*Exercise prompt*: Set down each entry again exactly as written.

*Data supplied*:
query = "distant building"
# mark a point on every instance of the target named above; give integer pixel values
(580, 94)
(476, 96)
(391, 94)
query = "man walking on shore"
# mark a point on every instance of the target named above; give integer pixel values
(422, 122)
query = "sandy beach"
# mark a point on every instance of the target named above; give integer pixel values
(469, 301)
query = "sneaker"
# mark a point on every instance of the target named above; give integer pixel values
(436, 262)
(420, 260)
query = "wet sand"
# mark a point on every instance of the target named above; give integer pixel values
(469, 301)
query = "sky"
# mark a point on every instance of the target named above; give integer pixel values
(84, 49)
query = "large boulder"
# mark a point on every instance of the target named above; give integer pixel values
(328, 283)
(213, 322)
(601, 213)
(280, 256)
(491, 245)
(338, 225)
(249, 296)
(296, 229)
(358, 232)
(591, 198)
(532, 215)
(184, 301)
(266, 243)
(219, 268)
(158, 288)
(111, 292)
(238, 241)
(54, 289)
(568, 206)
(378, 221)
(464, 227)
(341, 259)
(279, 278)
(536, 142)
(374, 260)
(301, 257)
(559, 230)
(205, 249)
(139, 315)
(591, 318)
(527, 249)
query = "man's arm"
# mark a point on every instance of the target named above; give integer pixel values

*Solved exercise*:
query = "distant building"
# mark a point on every instance of the target named above; give integer pixel values
(580, 94)
(476, 96)
(391, 94)
query = "man walking on shore"
# mark a point on every instance of the target named above; give integer pixel values
(422, 122)
query = "sandy beach"
# mark a point on every instance of the target named above; give integer pixel values
(469, 301)
query = "sneaker"
# mark a point on every instance of the target named above; give integer pixel values
(436, 262)
(420, 260)
query = "wet sand"
# mark a point on every instance of the target named above; give integer pixel values
(469, 301)
query = "sky"
# mark a point on every instance of the target named above; give integer pixel values
(84, 49)
query = "large boulder"
# mark a point on every instance of the target named above; give integer pixel values
(328, 283)
(213, 322)
(601, 213)
(280, 256)
(491, 245)
(338, 225)
(249, 296)
(296, 229)
(358, 232)
(591, 198)
(532, 215)
(184, 301)
(266, 243)
(219, 268)
(158, 288)
(111, 292)
(238, 241)
(54, 289)
(568, 206)
(378, 221)
(464, 227)
(341, 259)
(279, 278)
(536, 142)
(374, 260)
(301, 257)
(559, 230)
(205, 249)
(139, 315)
(591, 318)
(527, 249)
query = "man's arm"
# mark a point on every instance of the target named above; give integer pixel values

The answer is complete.